What to work on: Set out each line from the following listing that includes the word "castle".
*** Data supplied Section Begins ***
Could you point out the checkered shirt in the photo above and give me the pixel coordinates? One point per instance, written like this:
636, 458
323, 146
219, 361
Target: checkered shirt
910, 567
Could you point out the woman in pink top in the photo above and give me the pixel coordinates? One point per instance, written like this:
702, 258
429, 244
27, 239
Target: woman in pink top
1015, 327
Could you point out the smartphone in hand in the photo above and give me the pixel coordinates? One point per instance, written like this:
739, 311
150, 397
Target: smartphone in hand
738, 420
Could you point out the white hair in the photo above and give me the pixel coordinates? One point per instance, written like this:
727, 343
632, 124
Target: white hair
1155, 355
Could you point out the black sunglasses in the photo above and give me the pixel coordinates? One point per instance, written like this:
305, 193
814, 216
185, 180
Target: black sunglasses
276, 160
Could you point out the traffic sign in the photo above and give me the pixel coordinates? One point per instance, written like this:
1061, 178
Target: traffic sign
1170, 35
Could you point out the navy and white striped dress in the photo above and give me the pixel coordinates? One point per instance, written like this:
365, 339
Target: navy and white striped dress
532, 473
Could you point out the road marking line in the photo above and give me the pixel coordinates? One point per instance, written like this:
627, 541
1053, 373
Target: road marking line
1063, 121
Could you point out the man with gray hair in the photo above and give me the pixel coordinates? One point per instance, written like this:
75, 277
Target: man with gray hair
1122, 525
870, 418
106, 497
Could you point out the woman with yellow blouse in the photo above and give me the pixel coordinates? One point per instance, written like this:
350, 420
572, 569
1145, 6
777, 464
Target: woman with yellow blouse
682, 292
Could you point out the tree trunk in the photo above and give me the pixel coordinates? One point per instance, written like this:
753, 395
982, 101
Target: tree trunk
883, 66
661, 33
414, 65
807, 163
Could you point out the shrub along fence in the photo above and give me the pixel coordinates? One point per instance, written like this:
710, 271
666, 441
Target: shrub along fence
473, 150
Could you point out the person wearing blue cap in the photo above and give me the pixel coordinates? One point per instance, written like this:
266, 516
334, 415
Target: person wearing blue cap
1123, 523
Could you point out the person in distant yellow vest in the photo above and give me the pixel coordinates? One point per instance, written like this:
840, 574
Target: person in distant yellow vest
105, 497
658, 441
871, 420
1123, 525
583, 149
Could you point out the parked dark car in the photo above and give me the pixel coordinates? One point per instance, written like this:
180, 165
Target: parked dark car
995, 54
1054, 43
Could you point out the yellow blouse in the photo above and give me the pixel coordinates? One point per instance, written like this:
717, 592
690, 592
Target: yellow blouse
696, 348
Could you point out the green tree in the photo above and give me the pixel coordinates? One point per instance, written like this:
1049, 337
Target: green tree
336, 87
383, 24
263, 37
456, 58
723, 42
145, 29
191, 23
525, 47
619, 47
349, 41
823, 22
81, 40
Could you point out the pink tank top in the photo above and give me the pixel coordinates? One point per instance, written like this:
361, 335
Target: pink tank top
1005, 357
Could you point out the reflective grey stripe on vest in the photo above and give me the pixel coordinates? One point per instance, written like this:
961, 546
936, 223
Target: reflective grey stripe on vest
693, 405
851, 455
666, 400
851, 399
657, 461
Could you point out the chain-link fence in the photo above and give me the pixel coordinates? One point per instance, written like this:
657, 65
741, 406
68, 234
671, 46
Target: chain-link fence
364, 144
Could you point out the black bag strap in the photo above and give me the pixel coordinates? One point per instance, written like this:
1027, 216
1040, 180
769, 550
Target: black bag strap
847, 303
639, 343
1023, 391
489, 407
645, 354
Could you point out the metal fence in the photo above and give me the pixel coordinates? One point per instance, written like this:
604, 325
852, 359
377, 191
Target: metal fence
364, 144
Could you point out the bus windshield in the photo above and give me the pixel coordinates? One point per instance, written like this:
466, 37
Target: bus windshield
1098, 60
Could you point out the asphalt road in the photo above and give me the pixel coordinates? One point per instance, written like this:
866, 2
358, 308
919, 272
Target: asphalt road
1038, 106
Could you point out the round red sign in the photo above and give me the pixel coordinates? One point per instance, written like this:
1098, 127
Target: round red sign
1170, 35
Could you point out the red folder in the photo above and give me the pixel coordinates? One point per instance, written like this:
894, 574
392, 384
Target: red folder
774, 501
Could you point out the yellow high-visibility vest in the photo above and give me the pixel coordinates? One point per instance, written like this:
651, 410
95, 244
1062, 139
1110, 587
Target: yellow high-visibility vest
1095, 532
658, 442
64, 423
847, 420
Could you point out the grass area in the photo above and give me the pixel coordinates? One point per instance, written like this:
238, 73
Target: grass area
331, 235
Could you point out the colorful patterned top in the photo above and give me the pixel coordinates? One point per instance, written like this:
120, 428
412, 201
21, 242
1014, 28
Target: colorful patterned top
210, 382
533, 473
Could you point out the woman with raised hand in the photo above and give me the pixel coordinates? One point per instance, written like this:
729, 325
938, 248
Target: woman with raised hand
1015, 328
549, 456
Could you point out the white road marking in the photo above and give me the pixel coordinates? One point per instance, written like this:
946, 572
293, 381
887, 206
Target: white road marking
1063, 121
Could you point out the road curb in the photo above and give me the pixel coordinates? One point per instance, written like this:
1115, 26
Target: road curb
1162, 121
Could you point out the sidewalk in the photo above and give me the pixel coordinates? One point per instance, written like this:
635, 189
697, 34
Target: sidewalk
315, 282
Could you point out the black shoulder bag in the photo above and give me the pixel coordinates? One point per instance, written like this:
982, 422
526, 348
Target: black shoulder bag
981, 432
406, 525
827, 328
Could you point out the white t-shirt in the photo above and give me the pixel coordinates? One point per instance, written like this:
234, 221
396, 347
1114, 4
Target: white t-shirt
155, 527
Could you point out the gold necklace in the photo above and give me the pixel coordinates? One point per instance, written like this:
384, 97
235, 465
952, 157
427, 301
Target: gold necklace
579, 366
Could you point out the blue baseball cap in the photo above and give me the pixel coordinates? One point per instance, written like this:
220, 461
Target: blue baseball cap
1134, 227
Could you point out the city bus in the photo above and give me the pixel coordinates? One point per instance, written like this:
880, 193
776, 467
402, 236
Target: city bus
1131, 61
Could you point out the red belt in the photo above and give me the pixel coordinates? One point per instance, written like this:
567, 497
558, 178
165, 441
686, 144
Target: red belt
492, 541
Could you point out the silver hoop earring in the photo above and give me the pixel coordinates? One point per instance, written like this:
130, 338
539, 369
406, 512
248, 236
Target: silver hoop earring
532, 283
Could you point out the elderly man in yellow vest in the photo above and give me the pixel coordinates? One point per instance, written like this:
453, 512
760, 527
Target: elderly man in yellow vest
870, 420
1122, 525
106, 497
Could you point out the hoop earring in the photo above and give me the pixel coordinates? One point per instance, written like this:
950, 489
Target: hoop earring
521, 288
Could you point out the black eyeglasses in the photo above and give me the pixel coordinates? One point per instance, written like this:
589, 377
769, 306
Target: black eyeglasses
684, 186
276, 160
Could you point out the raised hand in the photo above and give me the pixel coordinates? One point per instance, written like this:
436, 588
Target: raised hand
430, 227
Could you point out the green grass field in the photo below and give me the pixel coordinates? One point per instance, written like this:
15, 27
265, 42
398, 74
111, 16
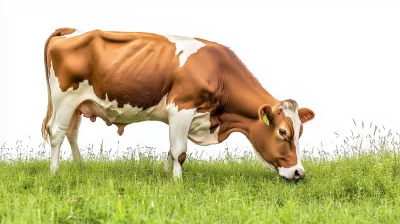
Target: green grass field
358, 187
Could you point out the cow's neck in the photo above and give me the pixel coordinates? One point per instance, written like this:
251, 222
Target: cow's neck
243, 97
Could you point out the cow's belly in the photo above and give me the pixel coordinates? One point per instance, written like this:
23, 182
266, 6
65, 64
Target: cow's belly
91, 106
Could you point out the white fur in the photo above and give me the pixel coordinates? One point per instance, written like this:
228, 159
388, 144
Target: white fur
183, 124
188, 46
74, 34
293, 115
265, 163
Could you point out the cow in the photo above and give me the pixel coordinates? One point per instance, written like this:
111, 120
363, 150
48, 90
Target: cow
199, 88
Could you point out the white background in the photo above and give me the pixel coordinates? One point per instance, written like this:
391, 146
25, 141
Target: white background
339, 58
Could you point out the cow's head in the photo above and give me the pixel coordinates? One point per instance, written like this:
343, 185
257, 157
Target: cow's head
275, 137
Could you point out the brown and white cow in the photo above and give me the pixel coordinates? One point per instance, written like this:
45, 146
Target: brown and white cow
199, 88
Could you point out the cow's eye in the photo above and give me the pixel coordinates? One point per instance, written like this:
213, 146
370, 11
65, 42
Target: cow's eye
282, 132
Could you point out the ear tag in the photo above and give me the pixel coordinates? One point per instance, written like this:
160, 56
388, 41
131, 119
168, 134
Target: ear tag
265, 119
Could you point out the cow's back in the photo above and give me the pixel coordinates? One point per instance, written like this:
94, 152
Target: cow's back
132, 68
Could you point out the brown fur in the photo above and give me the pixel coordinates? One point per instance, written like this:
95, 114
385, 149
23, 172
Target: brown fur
140, 68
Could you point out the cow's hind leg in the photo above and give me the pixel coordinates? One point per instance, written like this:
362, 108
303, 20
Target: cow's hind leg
72, 135
58, 128
179, 124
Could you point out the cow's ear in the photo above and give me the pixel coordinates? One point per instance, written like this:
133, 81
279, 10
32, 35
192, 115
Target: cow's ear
306, 114
265, 114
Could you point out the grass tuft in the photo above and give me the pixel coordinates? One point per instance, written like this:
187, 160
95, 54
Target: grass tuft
357, 183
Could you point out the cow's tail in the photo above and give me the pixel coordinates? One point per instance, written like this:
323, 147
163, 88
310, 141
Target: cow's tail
49, 113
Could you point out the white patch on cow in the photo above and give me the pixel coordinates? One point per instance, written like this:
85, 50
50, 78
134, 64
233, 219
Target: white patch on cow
74, 34
292, 113
289, 173
188, 46
265, 163
183, 124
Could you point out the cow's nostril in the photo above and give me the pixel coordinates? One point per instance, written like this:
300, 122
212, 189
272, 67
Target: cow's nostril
296, 174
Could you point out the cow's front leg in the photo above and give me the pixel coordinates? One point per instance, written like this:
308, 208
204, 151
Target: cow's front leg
179, 124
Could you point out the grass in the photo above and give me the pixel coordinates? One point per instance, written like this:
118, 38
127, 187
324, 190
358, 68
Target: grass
353, 185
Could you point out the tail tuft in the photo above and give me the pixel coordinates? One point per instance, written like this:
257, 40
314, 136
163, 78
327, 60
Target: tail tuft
49, 113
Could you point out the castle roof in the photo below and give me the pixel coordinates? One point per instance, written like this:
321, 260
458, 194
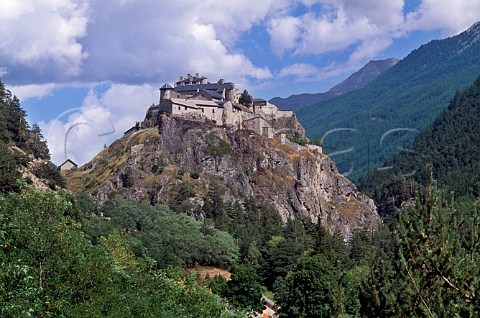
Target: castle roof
*** Data supplied Section Ends ***
Answer box:
Could you point out the castle roof in the photo below and give me the pixel coordinates? One point per instance, written like this:
Target: castle roof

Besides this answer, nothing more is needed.